→ **Task prompt**
Write out the passage from the piece on calls from space that begins at the words "Diane Sawyer calls" and stops after the words "their orbiting conversants.".

→ **Page text**
--- START ---

It is also, probably, deeply annoying to wait 50 seconds for your message to go through and vice versa (see the delayed-reaction interview between Space.com and scientist Steve Squyres). “We’ve learned how much more valuable text messages can be in these situations,” explained Bill Todd, Program Manager for Exploration Analogs at NASA.

Diane Sawyer calls Scott Kelly to talk about his sister-in-law Gabrielle Giffords

But a text message can hardly replace the thrill of face-to-face contact by video phone. And little seems capable of changing their strangeness. Even now, space calls at NASA are wooden affairs that stretch into long minutes on Youtube, and are made boring by the dry questions of us reporters and the formulaic answers and formalities of their orbiting conversants.

U2 calls ISS ahead of their tour, which was full of space phone calls

But in China, which is just getting into the swing of its own manned space program, awkwardness is worn like a mission patch. This video call between the Tiangong-1 space module and President Hu Jintao at mission control in Beijing on Wednesday, two days before the taikonauts returned to Earth, comes with the usual state-sanctioned ingredients: a synchronized salute, the joint wave, and the patriotic script – read by a robotic narrator in a near whisper. There is not an iota of surprise here (aside of course from the sheer fact of a video conversation between Earth and space). Everything is fine. “All experiments and tests are carried out according to the plan.”

President Hu Jintao calls Shenzhou

Technological accomplishments aside, China’s space program still lacks the flair that might appeal not only to Western audiences or to nationalist agendas, but also to kids who could someday become taikonauts, landing on the the moon and occupying the place. And especially if it plans to be making public phone calls from there. For now, its orbital communications make late night chats between the space station and the Pope sound kind of exciting.

--- END ---

Saved entries
--- START ---

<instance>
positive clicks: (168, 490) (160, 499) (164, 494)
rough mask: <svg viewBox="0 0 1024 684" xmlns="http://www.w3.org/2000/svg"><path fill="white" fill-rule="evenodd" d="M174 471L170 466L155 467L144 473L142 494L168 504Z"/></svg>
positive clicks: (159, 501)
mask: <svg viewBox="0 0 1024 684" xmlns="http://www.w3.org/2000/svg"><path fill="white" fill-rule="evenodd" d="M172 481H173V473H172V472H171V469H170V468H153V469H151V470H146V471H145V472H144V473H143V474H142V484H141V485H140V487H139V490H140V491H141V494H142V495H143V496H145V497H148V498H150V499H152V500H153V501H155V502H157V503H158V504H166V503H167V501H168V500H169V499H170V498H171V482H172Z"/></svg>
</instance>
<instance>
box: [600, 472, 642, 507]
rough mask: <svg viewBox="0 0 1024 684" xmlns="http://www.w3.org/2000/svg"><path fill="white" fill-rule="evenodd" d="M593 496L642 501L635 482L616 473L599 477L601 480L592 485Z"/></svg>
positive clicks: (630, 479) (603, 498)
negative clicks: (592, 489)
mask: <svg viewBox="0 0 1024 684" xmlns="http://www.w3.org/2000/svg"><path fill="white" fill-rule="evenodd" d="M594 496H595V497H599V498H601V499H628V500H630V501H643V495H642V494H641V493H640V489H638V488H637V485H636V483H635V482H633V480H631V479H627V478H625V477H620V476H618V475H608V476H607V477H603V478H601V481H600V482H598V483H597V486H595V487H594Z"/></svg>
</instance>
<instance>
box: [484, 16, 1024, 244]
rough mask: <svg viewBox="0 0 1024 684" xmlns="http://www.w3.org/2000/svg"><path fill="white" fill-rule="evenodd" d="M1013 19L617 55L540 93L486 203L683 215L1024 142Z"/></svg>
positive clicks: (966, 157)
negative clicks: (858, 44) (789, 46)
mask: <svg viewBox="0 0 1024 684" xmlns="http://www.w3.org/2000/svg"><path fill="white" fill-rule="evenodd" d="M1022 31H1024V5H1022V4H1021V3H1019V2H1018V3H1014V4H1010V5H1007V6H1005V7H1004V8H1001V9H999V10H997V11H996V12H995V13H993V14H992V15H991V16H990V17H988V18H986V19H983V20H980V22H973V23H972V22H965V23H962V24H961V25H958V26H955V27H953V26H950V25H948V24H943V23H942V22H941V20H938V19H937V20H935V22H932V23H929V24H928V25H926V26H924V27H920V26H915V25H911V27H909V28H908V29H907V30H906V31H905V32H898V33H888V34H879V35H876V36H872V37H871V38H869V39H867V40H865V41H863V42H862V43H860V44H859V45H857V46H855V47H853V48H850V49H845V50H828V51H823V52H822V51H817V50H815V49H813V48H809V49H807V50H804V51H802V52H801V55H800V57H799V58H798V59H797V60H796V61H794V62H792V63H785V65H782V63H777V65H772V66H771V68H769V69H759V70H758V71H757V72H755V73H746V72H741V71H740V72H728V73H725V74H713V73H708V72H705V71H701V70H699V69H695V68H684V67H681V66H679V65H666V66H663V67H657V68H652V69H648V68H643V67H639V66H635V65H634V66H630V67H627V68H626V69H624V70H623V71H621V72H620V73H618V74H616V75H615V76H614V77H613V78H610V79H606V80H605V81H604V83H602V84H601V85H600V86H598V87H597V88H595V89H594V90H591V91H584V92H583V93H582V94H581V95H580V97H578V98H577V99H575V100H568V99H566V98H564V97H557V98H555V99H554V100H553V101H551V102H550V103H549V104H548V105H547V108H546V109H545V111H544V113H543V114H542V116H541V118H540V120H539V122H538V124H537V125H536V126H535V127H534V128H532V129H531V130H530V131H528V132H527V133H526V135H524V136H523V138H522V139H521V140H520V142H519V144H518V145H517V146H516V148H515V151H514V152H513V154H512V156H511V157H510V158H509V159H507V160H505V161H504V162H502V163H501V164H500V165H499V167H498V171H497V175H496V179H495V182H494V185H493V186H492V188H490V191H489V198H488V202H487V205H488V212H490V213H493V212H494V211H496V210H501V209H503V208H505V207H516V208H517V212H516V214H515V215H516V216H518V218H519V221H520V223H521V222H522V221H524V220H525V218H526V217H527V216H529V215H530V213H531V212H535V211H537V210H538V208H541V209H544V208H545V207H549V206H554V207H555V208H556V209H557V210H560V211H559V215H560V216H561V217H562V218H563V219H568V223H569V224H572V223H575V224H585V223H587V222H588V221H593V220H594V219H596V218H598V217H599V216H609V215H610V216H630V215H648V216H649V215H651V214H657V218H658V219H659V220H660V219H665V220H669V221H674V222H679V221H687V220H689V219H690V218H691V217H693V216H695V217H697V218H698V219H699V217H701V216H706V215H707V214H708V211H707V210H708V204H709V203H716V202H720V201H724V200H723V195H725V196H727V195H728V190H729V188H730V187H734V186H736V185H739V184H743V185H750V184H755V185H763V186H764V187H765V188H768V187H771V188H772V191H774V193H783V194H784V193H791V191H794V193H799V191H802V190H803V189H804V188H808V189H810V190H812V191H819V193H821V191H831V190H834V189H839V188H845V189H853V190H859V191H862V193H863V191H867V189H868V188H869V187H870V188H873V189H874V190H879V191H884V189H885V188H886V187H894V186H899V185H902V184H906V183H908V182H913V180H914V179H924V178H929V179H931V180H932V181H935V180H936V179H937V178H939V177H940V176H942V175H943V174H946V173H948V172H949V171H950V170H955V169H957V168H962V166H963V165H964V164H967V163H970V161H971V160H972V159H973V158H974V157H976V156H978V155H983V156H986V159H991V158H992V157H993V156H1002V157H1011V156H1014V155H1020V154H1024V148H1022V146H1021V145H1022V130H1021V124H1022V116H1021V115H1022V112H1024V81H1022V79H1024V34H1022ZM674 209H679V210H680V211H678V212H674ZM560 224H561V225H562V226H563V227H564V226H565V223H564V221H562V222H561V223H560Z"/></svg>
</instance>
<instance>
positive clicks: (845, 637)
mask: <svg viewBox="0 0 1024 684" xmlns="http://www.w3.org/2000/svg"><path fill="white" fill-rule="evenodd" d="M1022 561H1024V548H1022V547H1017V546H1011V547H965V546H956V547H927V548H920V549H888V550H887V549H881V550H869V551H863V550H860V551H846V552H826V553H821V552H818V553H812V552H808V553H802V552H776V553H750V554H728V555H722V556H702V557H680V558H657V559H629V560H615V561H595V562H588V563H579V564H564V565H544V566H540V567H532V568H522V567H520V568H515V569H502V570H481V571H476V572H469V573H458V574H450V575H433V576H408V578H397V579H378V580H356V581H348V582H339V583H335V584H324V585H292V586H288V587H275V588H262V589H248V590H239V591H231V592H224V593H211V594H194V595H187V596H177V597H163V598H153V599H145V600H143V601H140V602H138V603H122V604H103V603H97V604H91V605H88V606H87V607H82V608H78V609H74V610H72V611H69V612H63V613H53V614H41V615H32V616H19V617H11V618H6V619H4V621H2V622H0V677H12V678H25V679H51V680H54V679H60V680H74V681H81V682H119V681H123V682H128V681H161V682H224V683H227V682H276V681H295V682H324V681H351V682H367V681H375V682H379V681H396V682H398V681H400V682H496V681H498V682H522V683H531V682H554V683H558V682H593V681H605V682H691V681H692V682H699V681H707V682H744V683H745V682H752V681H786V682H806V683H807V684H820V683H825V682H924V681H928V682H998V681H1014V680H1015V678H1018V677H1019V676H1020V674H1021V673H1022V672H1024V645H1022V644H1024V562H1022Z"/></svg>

--- END ---

→ **Written solution**
Diane Sawyer calls Scott Kelly to talk about his sister-in-law Gabrielle Giffords

But a text message can hardly replace the thrill of face-to-face contact by video phone. And little seems capable of changing their strangeness. Even now, space calls at NASA are wooden affairs that stretch into long minutes on Youtube, and are made boring by the dry questions of us reporters and the formulaic answers and formalities of their orbiting conversants.